• Consigne 1:
Restituez sous forme de liste JSON de chaînes, à raison d'une chaîne par ligne et sans les lignes vides, tout ce qui s'étend du début des entrées ci-dessous jusqu'à la ligne contenant « [(162, 167), (517, 172), (359, 164), (514, 172)] », celle-ci incluse. Les images sont à exclure de la réponse.

• Extrait fourni:

━━━━━━

Albert Hirschman : l'échec du train au Nigeria (1967)
La création implicite de traits : un échec au Nigeria
L'examen des projets à l'aide des concepts de prise et de création de traits peut améliorer leur conception de la manière suivante :
(a) cela peut révéler certains domaines où la création de caractéristiques peut avantageusement et sans risque excessif remplacer la prise de caractéristiques ; et
(b) cela peut révéler d'autres domaines où le projet crée (explicitement ou implicitement) des caractéristiques dans une mesure qui est soit totalement irréaliste, soit qui, pour réussir, nécessite beaucoup plus d'attention que celle que lui accordent les planificateurs du projet.

━━━━━━

• Entrées extraites:
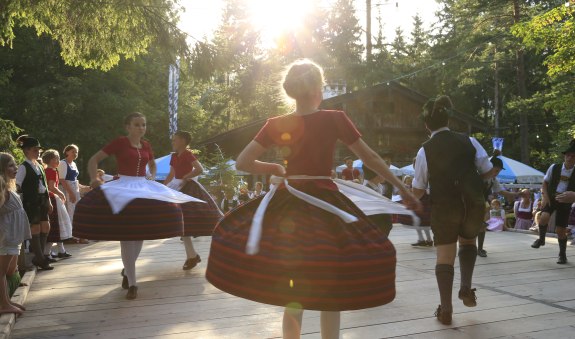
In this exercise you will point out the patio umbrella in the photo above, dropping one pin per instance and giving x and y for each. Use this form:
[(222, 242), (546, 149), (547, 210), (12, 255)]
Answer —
[(359, 164), (408, 170), (162, 167)]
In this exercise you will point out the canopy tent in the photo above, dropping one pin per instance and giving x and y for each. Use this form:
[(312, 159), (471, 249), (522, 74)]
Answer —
[(162, 167), (517, 172), (359, 164), (514, 172)]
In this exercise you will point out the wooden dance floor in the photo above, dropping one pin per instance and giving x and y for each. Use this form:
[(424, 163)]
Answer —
[(522, 293)]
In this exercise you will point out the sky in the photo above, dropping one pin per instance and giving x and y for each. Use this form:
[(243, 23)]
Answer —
[(201, 17)]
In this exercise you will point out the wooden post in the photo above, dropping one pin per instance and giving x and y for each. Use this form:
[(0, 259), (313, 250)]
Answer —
[(368, 30)]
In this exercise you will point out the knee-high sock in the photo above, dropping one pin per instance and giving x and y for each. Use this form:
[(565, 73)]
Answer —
[(542, 232), (562, 246), (43, 240), (37, 248), (130, 252), (428, 235), (480, 240), (190, 251), (420, 235), (467, 256), (47, 249), (444, 276)]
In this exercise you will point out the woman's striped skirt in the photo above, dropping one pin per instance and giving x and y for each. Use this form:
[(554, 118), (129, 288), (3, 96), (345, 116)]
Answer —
[(141, 219), (199, 218), (308, 258)]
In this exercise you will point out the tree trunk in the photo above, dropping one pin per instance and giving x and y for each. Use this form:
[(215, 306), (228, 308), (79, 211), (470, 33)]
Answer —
[(368, 30), (522, 91), (496, 104)]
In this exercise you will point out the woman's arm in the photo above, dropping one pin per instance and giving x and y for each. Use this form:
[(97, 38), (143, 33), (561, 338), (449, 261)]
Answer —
[(153, 169), (376, 163), (247, 161), (197, 169), (54, 189), (170, 176), (93, 168)]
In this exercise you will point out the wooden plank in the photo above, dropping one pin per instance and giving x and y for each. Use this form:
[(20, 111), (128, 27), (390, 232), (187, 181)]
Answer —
[(519, 288)]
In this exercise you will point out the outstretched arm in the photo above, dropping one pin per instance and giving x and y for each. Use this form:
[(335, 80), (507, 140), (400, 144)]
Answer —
[(377, 164)]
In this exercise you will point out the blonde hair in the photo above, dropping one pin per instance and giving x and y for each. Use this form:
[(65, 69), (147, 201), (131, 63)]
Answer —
[(5, 159), (69, 147), (302, 78), (49, 155)]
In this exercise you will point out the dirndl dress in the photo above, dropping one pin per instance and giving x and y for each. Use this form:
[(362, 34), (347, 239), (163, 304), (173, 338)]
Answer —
[(199, 218), (288, 249), (130, 208), (60, 224)]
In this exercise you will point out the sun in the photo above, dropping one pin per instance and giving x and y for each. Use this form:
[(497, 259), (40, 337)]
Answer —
[(275, 17)]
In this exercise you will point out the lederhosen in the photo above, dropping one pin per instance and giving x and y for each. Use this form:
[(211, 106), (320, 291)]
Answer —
[(35, 203), (563, 209), (456, 189)]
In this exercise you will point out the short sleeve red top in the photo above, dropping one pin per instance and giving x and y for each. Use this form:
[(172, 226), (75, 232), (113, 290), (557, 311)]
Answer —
[(307, 142), (182, 163), (52, 175), (131, 160)]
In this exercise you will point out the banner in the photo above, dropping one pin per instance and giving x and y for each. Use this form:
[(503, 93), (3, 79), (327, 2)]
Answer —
[(173, 86), (498, 144)]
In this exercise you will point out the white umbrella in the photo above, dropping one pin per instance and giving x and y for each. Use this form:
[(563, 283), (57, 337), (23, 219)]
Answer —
[(409, 170), (358, 164), (517, 172)]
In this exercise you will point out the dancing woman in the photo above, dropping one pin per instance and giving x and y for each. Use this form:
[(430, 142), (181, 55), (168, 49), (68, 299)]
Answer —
[(317, 250), (130, 209)]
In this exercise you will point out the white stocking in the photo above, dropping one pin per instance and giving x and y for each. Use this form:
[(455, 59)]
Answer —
[(130, 252)]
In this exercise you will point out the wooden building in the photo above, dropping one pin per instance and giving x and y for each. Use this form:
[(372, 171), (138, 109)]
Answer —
[(387, 115)]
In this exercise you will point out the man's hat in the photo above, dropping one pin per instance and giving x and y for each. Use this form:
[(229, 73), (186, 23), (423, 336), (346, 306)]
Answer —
[(28, 142), (496, 162), (571, 148)]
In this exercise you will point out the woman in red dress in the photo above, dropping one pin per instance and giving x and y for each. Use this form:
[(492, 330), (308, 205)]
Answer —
[(130, 209), (315, 248), (199, 219)]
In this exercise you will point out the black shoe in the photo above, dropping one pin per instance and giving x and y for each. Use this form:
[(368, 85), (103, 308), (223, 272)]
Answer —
[(443, 317), (421, 243), (132, 293), (191, 263), (467, 295), (44, 266), (538, 243), (125, 283), (50, 259)]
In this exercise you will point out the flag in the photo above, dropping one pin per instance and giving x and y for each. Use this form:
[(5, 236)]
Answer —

━━━━━━

• Consigne 2:
Rédigez la suite de l'extrait sur la création de traits et l'échec du train au Nigeria, en reprenant après sa dernière phrase.

• Réponse rédigée 1:
[
  "In this exercise you will point out the patio umbrella in the photo above, dropping one pin per instance and giving x and y for each. Use this form:",
  "[(222, 242), (546, 149), (547, 210), (12, 255)]",
  "Answer —",
  "[(359, 164), (408, 170), (162, 167)]",
  "In this exercise you will point out the canopy tent in the photo above, dropping one pin per instance and giving x and y for each. Use this form:",
  "[(312, 159), (471, 249), (522, 74)]",
  "Answer —",
  "[(162, 167), (517, 172), (359, 164), (514, 172)]"
]

• Réponse rédigée 2:
Il serait pratiquement impossible de documenter de manière concluante, à partir de nos historiques de projets, la première catégorie d'améliorations dans la conception des projets. Pour affirmer, avec le recul, qu'un projet n'a pas produit autant de changements progressifs qu'il était possible, il faudrait porter un jugement très difficile sur les avantages qui auraient pu être obtenus si certains changements avaient été apportés à la conception et à l'organisation du projet.
D'un autre côté, nous avons quelques exemples assez frappants de la seconde catégorie dans un large éventail d'expériences où la création de traits s'est soldée soit par un échec, soit par un succès. Il ne s'agissait pas de cas où la création de traits a été consciemment tentée et a réussi ou échoué, mais de situations dans lesquelles les planificateurs de projet n'étaient pas conscients de la mesure dans laquelle la réussite de leur projet reposait implicitement sur la création de traits, c'est-à-dire sur la transformation de la réalité sociale, économique et humaine de leur pays d'une manière ou d'une autre.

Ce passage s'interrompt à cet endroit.